**CHALLENGE:**
Turn every line of the records below into a Markdown table with two columns, Number for the row number and Text for the line, leaving out any blank lines.

:::

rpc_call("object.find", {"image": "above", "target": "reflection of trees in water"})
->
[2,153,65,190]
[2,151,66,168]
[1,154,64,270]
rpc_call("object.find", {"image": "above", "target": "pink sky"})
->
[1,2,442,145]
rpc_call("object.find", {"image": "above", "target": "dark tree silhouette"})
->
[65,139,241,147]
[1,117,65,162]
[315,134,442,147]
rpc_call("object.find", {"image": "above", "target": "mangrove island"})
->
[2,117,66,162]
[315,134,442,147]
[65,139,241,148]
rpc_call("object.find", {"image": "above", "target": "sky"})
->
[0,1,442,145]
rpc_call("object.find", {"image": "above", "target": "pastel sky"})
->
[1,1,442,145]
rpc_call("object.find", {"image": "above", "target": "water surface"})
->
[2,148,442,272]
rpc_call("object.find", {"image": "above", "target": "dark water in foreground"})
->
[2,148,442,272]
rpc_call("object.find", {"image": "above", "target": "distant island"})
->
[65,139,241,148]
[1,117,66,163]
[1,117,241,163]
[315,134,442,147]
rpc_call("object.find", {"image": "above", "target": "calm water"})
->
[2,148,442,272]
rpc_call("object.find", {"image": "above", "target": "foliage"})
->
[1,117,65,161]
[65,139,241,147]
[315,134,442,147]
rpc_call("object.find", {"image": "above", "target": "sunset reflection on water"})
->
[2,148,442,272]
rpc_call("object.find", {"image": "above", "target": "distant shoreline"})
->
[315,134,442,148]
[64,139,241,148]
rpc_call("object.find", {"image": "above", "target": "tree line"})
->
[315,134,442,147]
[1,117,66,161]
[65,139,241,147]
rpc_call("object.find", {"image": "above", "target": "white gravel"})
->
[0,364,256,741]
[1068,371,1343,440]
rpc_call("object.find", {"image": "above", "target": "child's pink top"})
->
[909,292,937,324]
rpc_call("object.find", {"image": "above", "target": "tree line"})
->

:::

**SOLUTION BELOW:**
| Number | Text |
|---|---|
| 1 | rpc_call("object.find", {"image": "above", "target": "reflection of trees in water"}) |
| 2 | -> |
| 3 | [2,153,65,190] |
| 4 | [2,151,66,168] |
| 5 | [1,154,64,270] |
| 6 | rpc_call("object.find", {"image": "above", "target": "pink sky"}) |
| 7 | -> |
| 8 | [1,2,442,145] |
| 9 | rpc_call("object.find", {"image": "above", "target": "dark tree silhouette"}) |
| 10 | -> |
| 11 | [65,139,241,147] |
| 12 | [1,117,65,162] |
| 13 | [315,134,442,147] |
| 14 | rpc_call("object.find", {"image": "above", "target": "mangrove island"}) |
| 15 | -> |
| 16 | [2,117,66,162] |
| 17 | [315,134,442,147] |
| 18 | [65,139,241,148] |
| 19 | rpc_call("object.find", {"image": "above", "target": "sky"}) |
| 20 | -> |
| 21 | [0,1,442,145] |
| 22 | rpc_call("object.find", {"image": "above", "target": "pastel sky"}) |
| 23 | -> |
| 24 | [1,1,442,145] |
| 25 | rpc_call("object.find", {"image": "above", "target": "water surface"}) |
| 26 | -> |
| 27 | [2,148,442,272] |
| 28 | rpc_call("object.find", {"image": "above", "target": "dark water in foreground"}) |
| 29 | -> |
| 30 | [2,148,442,272] |
| 31 | rpc_call("object.find", {"image": "above", "target": "distant island"}) |
| 32 | -> |
| 33 | [65,139,241,148] |
| 34 | [1,117,66,163] |
| 35 | [1,117,241,163] |
| 36 | [315,134,442,147] |
| 37 | rpc_call("object.find", {"image": "above", "target": "calm water"}) |
| 38 | -> |
| 39 | [2,148,442,272] |
| 40 | rpc_call("object.find", {"image": "above", "target": "foliage"}) |
| 41 | -> |
| 42 | [1,117,65,161] |
| 43 | [65,139,241,147] |
| 44 | [315,134,442,147] |
| 45 | rpc_call("object.find", {"image": "above", "target": "sunset reflection on water"}) |
| 46 | -> |
| 47 | [2,148,442,272] |
| 48 | rpc_call("object.find", {"image": "above", "target": "distant shoreline"}) |
| 49 | -> |
| 50 | [315,134,442,148] |
| 51 | [64,139,241,148] |
| 52 | rpc_call("object.find", {"image": "above", "target": "tree line"}) |
| 53 | -> |
| 54 | [315,134,442,147] |
| 55 | [1,117,66,161] |
| 56 | [65,139,241,147] |
| 57 | rpc_call("object.find", {"image": "above", "target": "white gravel"}) |
| 58 | -> |
| 59 | [0,364,256,741] |
| 60 | [1068,371,1343,440] |
| 61 | rpc_call("object.find", {"image": "above", "target": "child's pink top"}) |
| 62 | -> |
| 63 | [909,292,937,324] |
| 64 | rpc_call("object.find", {"image": "above", "target": "tree line"}) |
| 65 | -> |